Your task is to reproduce exactly the lines from the line with "For every instance of the wooden chopstick" through the end of the records below.

═══

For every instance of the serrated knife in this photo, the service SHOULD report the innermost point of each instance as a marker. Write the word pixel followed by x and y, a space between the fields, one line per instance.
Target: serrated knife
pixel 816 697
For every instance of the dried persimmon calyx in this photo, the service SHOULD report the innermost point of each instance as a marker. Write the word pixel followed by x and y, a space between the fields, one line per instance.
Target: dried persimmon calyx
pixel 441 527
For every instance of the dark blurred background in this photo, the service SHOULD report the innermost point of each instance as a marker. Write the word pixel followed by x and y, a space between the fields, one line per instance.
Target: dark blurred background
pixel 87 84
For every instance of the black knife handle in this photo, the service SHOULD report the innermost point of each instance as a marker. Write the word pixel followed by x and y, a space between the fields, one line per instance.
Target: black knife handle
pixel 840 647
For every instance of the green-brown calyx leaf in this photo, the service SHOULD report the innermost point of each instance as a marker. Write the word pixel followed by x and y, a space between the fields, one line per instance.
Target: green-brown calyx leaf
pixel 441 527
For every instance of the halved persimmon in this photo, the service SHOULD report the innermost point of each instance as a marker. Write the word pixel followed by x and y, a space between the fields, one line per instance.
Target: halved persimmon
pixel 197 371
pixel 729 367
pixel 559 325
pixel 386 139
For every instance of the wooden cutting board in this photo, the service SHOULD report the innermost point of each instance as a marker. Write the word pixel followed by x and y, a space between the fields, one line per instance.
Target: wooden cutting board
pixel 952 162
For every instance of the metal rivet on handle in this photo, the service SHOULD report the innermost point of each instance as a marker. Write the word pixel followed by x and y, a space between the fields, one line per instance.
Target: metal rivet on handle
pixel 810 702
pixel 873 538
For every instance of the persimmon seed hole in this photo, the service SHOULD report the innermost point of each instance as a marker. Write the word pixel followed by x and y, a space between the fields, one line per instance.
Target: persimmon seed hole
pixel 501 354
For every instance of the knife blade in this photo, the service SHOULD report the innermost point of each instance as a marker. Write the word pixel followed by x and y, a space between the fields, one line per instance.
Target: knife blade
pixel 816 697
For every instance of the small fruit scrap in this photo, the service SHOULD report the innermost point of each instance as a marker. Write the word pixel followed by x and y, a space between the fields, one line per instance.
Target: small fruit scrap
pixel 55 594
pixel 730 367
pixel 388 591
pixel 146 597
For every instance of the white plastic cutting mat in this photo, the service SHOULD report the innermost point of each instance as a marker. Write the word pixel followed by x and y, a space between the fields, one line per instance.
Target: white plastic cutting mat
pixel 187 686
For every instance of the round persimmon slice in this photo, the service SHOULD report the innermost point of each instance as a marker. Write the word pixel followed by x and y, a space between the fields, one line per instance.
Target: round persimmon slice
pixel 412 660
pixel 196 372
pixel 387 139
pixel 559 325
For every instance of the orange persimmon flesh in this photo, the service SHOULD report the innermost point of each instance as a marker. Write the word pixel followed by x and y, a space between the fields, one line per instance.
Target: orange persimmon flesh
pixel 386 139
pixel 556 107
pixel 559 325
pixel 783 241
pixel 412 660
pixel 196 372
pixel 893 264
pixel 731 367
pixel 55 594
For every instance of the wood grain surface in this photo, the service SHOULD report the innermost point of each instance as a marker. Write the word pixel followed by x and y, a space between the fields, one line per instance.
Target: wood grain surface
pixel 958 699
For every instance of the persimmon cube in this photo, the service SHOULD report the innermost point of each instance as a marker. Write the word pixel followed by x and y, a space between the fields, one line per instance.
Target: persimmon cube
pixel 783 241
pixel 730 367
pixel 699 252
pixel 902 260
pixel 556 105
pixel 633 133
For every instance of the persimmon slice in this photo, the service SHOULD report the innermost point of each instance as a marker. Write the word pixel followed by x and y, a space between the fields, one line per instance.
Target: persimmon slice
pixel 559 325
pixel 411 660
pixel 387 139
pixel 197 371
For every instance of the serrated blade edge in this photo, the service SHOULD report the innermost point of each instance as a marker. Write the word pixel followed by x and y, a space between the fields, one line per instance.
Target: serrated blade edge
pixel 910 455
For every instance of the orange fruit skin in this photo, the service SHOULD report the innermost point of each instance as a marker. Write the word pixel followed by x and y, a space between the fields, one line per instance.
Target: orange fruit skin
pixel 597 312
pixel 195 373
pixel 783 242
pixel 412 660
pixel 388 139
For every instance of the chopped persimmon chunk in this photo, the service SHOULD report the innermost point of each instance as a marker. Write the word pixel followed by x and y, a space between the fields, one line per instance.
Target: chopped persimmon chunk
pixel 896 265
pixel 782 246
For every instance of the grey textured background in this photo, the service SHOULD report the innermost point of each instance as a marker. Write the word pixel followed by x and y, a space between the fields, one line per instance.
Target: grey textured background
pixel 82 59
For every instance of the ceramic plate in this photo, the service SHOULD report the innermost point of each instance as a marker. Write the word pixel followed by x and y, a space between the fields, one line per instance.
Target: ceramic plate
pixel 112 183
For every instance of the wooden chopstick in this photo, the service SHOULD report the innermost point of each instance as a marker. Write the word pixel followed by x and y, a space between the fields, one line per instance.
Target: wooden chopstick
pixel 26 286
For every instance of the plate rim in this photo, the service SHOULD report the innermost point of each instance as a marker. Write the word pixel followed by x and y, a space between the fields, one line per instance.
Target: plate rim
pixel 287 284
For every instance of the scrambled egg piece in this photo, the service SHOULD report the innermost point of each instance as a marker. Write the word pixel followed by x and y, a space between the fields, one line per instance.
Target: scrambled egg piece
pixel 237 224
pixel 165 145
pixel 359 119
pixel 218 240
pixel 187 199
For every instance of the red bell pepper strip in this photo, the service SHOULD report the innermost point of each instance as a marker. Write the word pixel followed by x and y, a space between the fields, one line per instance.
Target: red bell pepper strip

═══

■ RESPONSE ■
For every instance of the wooden chopstick in this photo, the service SHOULD report the innermost point of each instance as a marker. Write the word pixel followed by x and y, a space between the fields, one line per instance.
Target: wooden chopstick
pixel 26 286
For every instance of the plate rim in this photo, the service SHOULD report the innermost point of each instance as a marker. Write the word pixel followed by x and y, a space between the fields, one line per instance.
Target: plate rim
pixel 287 284
For every instance of the scrambled egg piece in this photo, the service SHOULD report the innermost point of each instance as a marker. Write the word pixel followed by x and y, a space between the fields, one line per instance.
Target: scrambled egg piece
pixel 237 224
pixel 165 145
pixel 359 119
pixel 218 240
pixel 187 199
For every instance of the red bell pepper strip in this photo, the service SHOULD report the innermost point of each instance as a marker. Write the word pixel followed by x and y, a space between the fields, one line per instance.
Target: red bell pepper strip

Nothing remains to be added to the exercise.